Nothing may be dropped or altered: reproduce all the data.

--------------------------------------------------

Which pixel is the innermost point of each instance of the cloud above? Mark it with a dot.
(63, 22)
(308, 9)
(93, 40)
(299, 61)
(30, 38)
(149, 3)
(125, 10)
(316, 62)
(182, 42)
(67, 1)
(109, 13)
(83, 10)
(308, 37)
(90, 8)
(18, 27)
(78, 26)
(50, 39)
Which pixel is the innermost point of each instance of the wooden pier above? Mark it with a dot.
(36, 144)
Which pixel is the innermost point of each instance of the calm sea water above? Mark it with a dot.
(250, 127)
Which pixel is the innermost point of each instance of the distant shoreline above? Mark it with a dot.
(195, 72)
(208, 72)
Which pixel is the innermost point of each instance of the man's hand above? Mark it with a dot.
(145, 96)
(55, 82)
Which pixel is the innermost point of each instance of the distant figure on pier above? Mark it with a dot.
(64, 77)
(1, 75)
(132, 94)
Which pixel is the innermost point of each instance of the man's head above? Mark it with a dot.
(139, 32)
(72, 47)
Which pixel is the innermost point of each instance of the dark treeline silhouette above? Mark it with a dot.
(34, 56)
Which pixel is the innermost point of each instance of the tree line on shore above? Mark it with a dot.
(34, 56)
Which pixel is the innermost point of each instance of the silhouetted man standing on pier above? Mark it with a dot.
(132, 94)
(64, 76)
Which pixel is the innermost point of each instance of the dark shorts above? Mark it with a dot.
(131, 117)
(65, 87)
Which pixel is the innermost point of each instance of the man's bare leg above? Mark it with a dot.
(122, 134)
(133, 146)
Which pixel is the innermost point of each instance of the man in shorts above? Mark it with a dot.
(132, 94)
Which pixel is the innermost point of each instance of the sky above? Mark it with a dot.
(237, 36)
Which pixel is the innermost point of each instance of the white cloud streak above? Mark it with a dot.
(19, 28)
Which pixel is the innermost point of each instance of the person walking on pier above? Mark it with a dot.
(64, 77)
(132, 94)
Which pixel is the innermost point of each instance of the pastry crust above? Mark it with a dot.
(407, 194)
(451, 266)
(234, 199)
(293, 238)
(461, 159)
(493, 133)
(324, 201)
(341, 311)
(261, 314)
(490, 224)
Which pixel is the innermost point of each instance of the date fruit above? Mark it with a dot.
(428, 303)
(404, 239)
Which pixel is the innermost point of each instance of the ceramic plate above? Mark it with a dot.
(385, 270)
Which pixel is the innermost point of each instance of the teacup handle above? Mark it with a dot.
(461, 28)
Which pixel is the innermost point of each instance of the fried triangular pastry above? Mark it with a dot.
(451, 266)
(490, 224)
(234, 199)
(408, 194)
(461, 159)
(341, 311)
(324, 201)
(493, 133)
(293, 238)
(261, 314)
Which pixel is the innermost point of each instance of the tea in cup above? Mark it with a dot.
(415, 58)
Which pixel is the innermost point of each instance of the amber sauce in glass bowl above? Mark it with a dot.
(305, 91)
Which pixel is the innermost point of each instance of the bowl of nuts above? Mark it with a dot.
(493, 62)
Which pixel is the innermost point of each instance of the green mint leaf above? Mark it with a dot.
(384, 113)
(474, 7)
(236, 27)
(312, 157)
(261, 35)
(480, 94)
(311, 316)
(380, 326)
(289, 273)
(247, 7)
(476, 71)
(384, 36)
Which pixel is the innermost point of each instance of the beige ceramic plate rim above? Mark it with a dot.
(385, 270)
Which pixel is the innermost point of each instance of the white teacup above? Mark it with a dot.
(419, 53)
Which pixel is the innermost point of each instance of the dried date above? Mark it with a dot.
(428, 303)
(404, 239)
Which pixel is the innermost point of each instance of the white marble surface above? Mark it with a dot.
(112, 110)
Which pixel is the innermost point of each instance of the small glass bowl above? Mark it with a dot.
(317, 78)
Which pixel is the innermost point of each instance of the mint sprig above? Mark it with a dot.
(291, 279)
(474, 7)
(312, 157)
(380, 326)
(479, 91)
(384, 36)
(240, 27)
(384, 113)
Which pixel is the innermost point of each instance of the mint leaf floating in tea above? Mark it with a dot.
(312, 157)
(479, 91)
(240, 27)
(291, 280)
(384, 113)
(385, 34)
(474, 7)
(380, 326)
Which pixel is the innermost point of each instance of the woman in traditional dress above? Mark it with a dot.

--------------------------------------------------

- [RESPONSE AREA]
Which pixel is the innermost point of each instance of the cloud above? Mark it with a dot.
(63, 22)
(308, 9)
(93, 40)
(299, 61)
(30, 38)
(149, 3)
(125, 10)
(316, 62)
(182, 42)
(67, 1)
(109, 13)
(83, 10)
(308, 37)
(90, 8)
(18, 27)
(78, 26)
(50, 39)
Which pixel is the innermost point of each instance of the wooden pier above? Mark it with a dot.
(36, 144)
Which pixel is the innermost point of each instance of the calm sea water above? Mark it with a dot.
(250, 127)
Which pixel is the innermost point of each instance of the distant shoreline above? Mark it with a dot.
(195, 72)
(208, 72)
Which pixel is the innermost point of each instance of the man's hand above? Mark it with a dot.
(145, 96)
(55, 82)
Which pixel is the innermost point of each instance of the distant figure on pier above? Mark it with a dot.
(64, 77)
(1, 75)
(132, 94)
Which pixel is the innermost point of each instance of the man's head above? Mark it with a dot.
(139, 32)
(72, 47)
Which pixel is the innermost point of each instance of the dark treeline silhouette above? Mark it with a dot.
(34, 56)
Which pixel is the innermost point of each instance of the tree line on shore above? Mark it with a dot.
(34, 56)
Which pixel is the innermost point of each instance of the silhouetted man standing on pier above? Mark it with a dot.
(132, 94)
(64, 76)
Which pixel is the innermost point of each instance of the dark shorts above? Mark it with a dot.
(131, 117)
(65, 87)
Which pixel is the innermost point of each instance of the man's bare leg above? Mark it with a dot.
(122, 134)
(133, 146)
Which pixel is the innermost point of each instance of the man in shorts above? Mark it with a dot.
(132, 94)
Which pixel is the innermost point of each instance of the sky above? Mark it with a dot.
(237, 36)
Which pixel is the innermost point of each instance of the white cloud streak above? Mark it with a dot.
(19, 28)
Which pixel is the innermost point of each instance of the person walking on pier above? Mark it with a dot.
(64, 77)
(132, 94)
Which pixel is the innermost point of each instance of the pastry crust above? Mark it with a dot.
(407, 194)
(451, 266)
(234, 199)
(293, 238)
(461, 159)
(493, 133)
(324, 201)
(341, 311)
(261, 314)
(490, 224)
Which pixel is the innermost point of each instance of the date fruit above? Mark it with a dot.
(428, 303)
(404, 239)
Which pixel is the innermost point of each instance of the ceramic plate above? Mark it with a dot.
(385, 270)
Which pixel is the innermost point of each instance of the teacup handle above? Mark it with a dot.
(461, 28)
Which pixel is the innermost point of each instance of the fried triangular pastry above? Mark it with a dot.
(451, 266)
(490, 224)
(234, 199)
(408, 194)
(461, 159)
(341, 311)
(324, 201)
(493, 133)
(293, 238)
(261, 314)
Which pixel is the innermost point of each instance of the tea in cup above? Mark it with a dot.
(415, 58)
Which pixel is the innermost point of each instance of the amber sauce in glass bowl above? Mark it with a dot.
(305, 91)
Which pixel is the innermost point of each instance of the bowl of nuts above? Mark it with a dot.
(493, 62)
Which pixel is the innermost point of each instance of the green mint leaf above? Mark it with a dot.
(384, 113)
(474, 7)
(236, 27)
(312, 157)
(261, 35)
(480, 94)
(311, 316)
(380, 326)
(289, 273)
(247, 7)
(476, 71)
(384, 36)
Which pixel is the innermost point of each instance of the beige ceramic plate rim above? Mark it with a dot.
(385, 270)
Which pixel is the innermost point of each instance of the white teacup above? Mark it with a dot.
(419, 53)
Which pixel is the innermost point of each instance of the dried date above? Mark it with a dot.
(428, 303)
(404, 239)
Which pixel is the innermost point of each instance of the white marble surface above? Mark it with a dot.
(112, 110)
Which pixel is the innermost point of each instance of the small glass bowl above? Mark it with a dot.
(317, 78)
Which pixel is the innermost point of each instance of the mint sprig above? Mark it with a dot.
(291, 279)
(474, 7)
(312, 157)
(380, 326)
(479, 91)
(384, 36)
(240, 27)
(384, 113)
Which pixel is the innermost point of each instance of the mint leaf floating in tea above? Mark it with a dot.
(312, 157)
(479, 91)
(240, 27)
(291, 280)
(384, 113)
(385, 34)
(474, 7)
(380, 326)
Which pixel is the innermost point of each instance of the woman in traditional dress above? Mark it with a dot.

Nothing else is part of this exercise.